Problem to work on ::
Transcribe each of the records below exactly, excluding all pictures.
§ §
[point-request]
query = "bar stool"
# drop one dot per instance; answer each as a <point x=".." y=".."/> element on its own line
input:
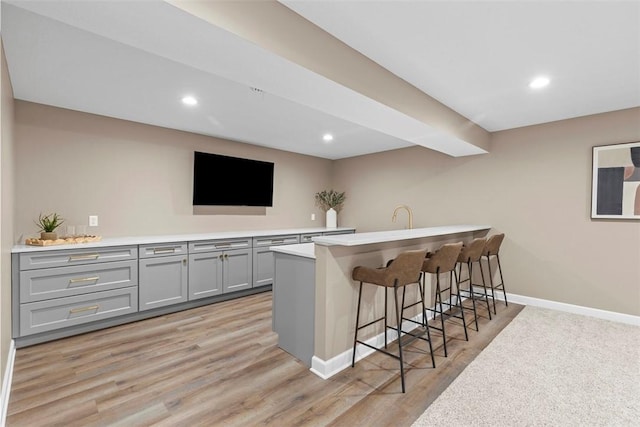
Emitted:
<point x="469" y="255"/>
<point x="402" y="271"/>
<point x="441" y="262"/>
<point x="492" y="249"/>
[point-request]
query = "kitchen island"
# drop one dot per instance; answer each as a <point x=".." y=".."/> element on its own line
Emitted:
<point x="335" y="293"/>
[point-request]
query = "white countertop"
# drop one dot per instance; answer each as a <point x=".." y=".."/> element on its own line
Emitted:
<point x="144" y="240"/>
<point x="306" y="250"/>
<point x="395" y="235"/>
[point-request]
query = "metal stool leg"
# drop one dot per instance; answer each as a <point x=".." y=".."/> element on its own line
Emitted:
<point x="504" y="291"/>
<point x="355" y="339"/>
<point x="426" y="324"/>
<point x="452" y="274"/>
<point x="399" y="329"/>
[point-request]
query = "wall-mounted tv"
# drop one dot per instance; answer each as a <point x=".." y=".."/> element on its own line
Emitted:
<point x="231" y="181"/>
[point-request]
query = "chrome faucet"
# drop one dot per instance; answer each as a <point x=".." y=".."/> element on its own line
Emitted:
<point x="395" y="214"/>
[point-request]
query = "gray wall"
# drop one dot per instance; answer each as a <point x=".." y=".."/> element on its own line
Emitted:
<point x="138" y="178"/>
<point x="6" y="209"/>
<point x="535" y="186"/>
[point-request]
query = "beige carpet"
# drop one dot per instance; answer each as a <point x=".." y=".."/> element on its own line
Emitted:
<point x="547" y="368"/>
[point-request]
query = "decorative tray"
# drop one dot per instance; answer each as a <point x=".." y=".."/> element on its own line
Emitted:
<point x="63" y="240"/>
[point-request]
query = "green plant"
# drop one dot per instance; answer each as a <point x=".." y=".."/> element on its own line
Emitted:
<point x="328" y="199"/>
<point x="49" y="223"/>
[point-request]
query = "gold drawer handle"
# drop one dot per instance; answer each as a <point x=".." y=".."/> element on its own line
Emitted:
<point x="81" y="309"/>
<point x="82" y="257"/>
<point x="163" y="250"/>
<point x="85" y="279"/>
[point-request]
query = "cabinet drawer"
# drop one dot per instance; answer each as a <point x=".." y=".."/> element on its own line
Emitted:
<point x="306" y="238"/>
<point x="218" y="245"/>
<point x="335" y="233"/>
<point x="163" y="249"/>
<point x="38" y="285"/>
<point x="61" y="258"/>
<point x="275" y="240"/>
<point x="42" y="316"/>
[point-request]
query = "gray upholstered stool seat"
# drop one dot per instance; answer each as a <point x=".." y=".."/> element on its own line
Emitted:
<point x="470" y="255"/>
<point x="441" y="262"/>
<point x="492" y="251"/>
<point x="402" y="271"/>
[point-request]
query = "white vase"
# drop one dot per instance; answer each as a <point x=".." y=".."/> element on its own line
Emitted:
<point x="332" y="218"/>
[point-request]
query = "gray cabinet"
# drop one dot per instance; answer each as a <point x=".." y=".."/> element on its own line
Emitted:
<point x="163" y="275"/>
<point x="219" y="266"/>
<point x="62" y="291"/>
<point x="55" y="289"/>
<point x="307" y="237"/>
<point x="263" y="261"/>
<point x="333" y="233"/>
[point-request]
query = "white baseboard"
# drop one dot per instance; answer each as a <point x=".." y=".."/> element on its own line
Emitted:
<point x="6" y="383"/>
<point x="570" y="308"/>
<point x="327" y="368"/>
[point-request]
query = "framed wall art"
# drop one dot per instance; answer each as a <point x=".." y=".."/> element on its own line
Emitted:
<point x="615" y="190"/>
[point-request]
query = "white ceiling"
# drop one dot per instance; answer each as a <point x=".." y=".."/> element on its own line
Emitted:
<point x="134" y="60"/>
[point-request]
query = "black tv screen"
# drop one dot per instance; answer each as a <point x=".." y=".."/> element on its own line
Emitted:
<point x="231" y="181"/>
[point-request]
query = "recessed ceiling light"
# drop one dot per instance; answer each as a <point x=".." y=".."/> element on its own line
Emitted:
<point x="189" y="100"/>
<point x="539" y="82"/>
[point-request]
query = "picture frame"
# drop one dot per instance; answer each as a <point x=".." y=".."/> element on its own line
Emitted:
<point x="615" y="188"/>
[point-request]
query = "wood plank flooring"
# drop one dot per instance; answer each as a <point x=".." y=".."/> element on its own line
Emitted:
<point x="220" y="365"/>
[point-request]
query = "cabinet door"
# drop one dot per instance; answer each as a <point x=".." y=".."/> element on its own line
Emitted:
<point x="163" y="281"/>
<point x="236" y="271"/>
<point x="262" y="267"/>
<point x="205" y="275"/>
§ §
Full answer ::
[point-request]
query = "bar stool"
# drop one dot per instance; answer each as a <point x=".." y=".."/> element on its own line
input:
Emitted:
<point x="469" y="255"/>
<point x="402" y="271"/>
<point x="441" y="262"/>
<point x="492" y="249"/>
[point-request]
query = "kitchen island"
# drop one dot per instance; answer each as a <point x=".." y=".."/> element on its own line
Emitted:
<point x="335" y="293"/>
[point-request]
query = "white countertop"
# drop one dot per instance; answer each as a <point x=".." y=".."/> element on its own line
Emitted:
<point x="144" y="240"/>
<point x="306" y="250"/>
<point x="395" y="235"/>
[point-request]
query = "metal stool leg"
# drop one dot per instance; answer each as a <point x=".." y=".."/> element on its own line
Emitted:
<point x="504" y="291"/>
<point x="355" y="339"/>
<point x="426" y="324"/>
<point x="452" y="274"/>
<point x="399" y="329"/>
[point-request]
query = "wall-mounted tv"
# drop one dot per instance; answer each as a <point x=".." y=".."/> element on its own line
Emitted:
<point x="231" y="181"/>
[point-request]
query = "chrome faucet"
# drop one dot per instance; answer each as a <point x=".." y=".."/> element on its own line
Emitted:
<point x="395" y="214"/>
[point-request]
query = "gray wall"
# drop one dot per instance; answer each as a <point x=".." y=".."/> element on its own line
Emitted:
<point x="138" y="178"/>
<point x="6" y="209"/>
<point x="535" y="186"/>
[point-request]
query = "beige carpet"
# drop one dot per instance; answer each as a <point x=".." y=".."/> element on its own line
Emitted:
<point x="547" y="368"/>
[point-request]
query = "decorative tray"
# drop one dot per instance; answer each as a <point x=".." y=".."/> element on its own line
Emitted:
<point x="63" y="240"/>
[point-request]
query = "green plant"
# drop one dot per instance; answer each as a <point x=".." y=".."/> element on its own line
Emitted:
<point x="328" y="199"/>
<point x="49" y="223"/>
[point-request]
query = "gold drawer handle"
# drop one dot per instance; answer each as a <point x=".." y=".."/> element on its own line
Emitted:
<point x="81" y="309"/>
<point x="82" y="257"/>
<point x="163" y="250"/>
<point x="85" y="279"/>
[point-request]
query = "cabinet drawer"
# drop one dot per instance; answer each as a <point x=".." y=".."/> element on its own line
Emitted:
<point x="306" y="238"/>
<point x="218" y="245"/>
<point x="335" y="233"/>
<point x="163" y="249"/>
<point x="38" y="285"/>
<point x="61" y="258"/>
<point x="275" y="240"/>
<point x="42" y="316"/>
[point-request]
query = "gray upholstered stool seat"
# drop one dot per instance; answer each as a <point x=".." y=".."/> element on its own line
Emitted:
<point x="470" y="255"/>
<point x="441" y="262"/>
<point x="492" y="251"/>
<point x="402" y="271"/>
[point-request]
query = "white vase"
# drop one dot per instance; answer each as a <point x=".." y=".."/> element on its own line
Emitted:
<point x="332" y="218"/>
[point-request]
query = "gray cabinet"
# drop one dot per instance; answer each as a <point x=".." y=".."/> element on its own line
Emitted:
<point x="163" y="275"/>
<point x="219" y="266"/>
<point x="62" y="291"/>
<point x="55" y="289"/>
<point x="307" y="237"/>
<point x="263" y="261"/>
<point x="333" y="233"/>
[point-request]
query = "white baseboard"
# drop one dot per instance; answer each as a <point x=".." y=".."/> element on its own line
Emitted:
<point x="6" y="383"/>
<point x="570" y="308"/>
<point x="327" y="368"/>
[point-request]
query = "framed wall art"
# drop one dot per instance; answer each as a <point x=".." y=".."/> element on its own line
Emitted:
<point x="615" y="190"/>
[point-request]
query = "white ceiling"
# drop one dot per instance; answer each as a <point x=".." y=".."/> element on its own line
Emitted:
<point x="134" y="60"/>
[point-request]
query = "black tv screen"
# drop one dot per instance; answer each as a <point x=".." y=".."/> element on its own line
Emitted:
<point x="231" y="181"/>
[point-request]
query = "recessed ceiling light"
# drop one dot per instance; answer each as a <point x=".." y=".."/> element on its own line
Emitted:
<point x="189" y="100"/>
<point x="539" y="82"/>
[point-request]
query = "picture frame"
# drop one dot per instance; answer each as a <point x=".." y=".."/> element on its own line
Emitted:
<point x="615" y="188"/>
[point-request]
query = "wood plank flooring"
# drop one dot per instance; answer each as a <point x=".." y=".."/> element on its own line
Emitted:
<point x="220" y="365"/>
[point-request]
query = "cabinet door"
# drop one dot per instance; answer each as a <point x=".." y=".."/> element on its own line
Emitted:
<point x="163" y="281"/>
<point x="236" y="271"/>
<point x="262" y="267"/>
<point x="205" y="275"/>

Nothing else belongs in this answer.